## Record list
>> START

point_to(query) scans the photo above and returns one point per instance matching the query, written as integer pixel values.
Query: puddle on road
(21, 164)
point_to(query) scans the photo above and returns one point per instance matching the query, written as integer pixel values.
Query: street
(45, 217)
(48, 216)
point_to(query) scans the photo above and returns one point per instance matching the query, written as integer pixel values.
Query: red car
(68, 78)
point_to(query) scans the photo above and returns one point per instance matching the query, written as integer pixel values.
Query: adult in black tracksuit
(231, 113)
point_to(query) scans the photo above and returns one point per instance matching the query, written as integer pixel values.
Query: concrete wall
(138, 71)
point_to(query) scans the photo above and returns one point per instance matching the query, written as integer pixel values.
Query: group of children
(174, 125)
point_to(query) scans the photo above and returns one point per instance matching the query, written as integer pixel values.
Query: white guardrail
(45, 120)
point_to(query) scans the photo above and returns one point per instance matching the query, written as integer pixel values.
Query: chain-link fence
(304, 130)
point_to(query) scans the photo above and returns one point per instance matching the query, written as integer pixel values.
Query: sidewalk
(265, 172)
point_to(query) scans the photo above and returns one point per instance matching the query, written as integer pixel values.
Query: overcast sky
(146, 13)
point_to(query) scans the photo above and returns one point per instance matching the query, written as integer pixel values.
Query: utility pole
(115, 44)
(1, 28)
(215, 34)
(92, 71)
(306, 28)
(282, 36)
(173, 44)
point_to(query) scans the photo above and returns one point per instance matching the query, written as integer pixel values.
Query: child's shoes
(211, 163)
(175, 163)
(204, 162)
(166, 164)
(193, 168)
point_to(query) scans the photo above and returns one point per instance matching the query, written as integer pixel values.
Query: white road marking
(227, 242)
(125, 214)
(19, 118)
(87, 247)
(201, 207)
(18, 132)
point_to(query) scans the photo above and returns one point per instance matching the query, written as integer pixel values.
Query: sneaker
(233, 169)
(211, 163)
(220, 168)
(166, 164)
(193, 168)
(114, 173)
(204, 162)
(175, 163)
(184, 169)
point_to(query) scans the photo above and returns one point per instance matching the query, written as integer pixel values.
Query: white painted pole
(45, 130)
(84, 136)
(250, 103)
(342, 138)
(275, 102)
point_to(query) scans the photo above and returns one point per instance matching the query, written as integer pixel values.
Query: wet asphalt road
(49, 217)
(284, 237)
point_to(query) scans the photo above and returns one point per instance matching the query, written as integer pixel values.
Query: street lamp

>> END

## Problem description
Retype all the material above precisely, with no line left out.

## Exercise output
point_to(query) scans the photo above and returns one point per instance matching the query, written as integer pixel values.
Query: puddle on road
(21, 164)
point_to(query) scans the photo above and returns one point per instance matching the query, written as integer pixel values.
Query: street
(45, 217)
(48, 216)
point_to(query) scans the photo above and returns one point per instance matching the query, written as integer pixel values.
Query: red car
(68, 78)
point_to(query) scans the photo above and returns one point per instance matching the query, written as integer pixel values.
Query: adult in black tracksuit
(231, 113)
point_to(query) scans the photo above and returns one point per instance matching the query, written as integer pixel values.
Query: concrete wall
(138, 71)
point_to(query) scans the photo above and returns one point per instance matching the query, written as integer pixel values.
Query: group of children
(174, 125)
point_to(query) scans the photo above and returns one point per instance matching the query, written as integer pixel values.
Query: white guardrail
(45, 120)
point_to(query) scans the photo above and returns one point per instance matching the query, written as integer pixel values.
Query: chain-link fence
(304, 130)
point_to(query) scans the photo above and returns one point per instance matching the query, written as integer pixel values.
Query: sidewalk
(265, 172)
point_to(query) scans the photo above and returns one point per instance matching the query, written as integer pixel values.
Query: overcast sky
(146, 13)
point_to(query) scans the photo above and returns one point per instance matching the query, written as integer pixel values.
Query: utility pole
(115, 44)
(1, 28)
(215, 34)
(92, 71)
(306, 28)
(282, 36)
(173, 44)
point_to(query) scans the photo above and returns one point per instance matching the query, written as integer pixel values.
Query: child's shoes
(211, 163)
(175, 163)
(204, 162)
(166, 164)
(193, 168)
point_to(query) scans the photo above and returns one point per instance matching the query, written as integer pixel values.
Query: white road marking
(227, 242)
(125, 214)
(19, 118)
(87, 247)
(201, 207)
(18, 132)
point_to(query) scans the photo above and returns one point per instance matching the query, written as integer pixel values.
Query: sneaker
(233, 169)
(211, 163)
(220, 168)
(166, 164)
(193, 168)
(114, 173)
(204, 162)
(175, 163)
(184, 169)
point_to(query) scans the photo above and returns one point per instance matching the query, written as integer pixel values.
Query: white painted pole
(45, 130)
(84, 136)
(250, 103)
(342, 138)
(275, 102)
point_to(query) scans the photo above and returns one point per instance matching the query, written as integer pixel values.
Query: wet asphalt road
(49, 217)
(284, 237)
point_to(query) scans the photo above and returns one point per instance matching the query, written as integer pixel values.
Query: street lamp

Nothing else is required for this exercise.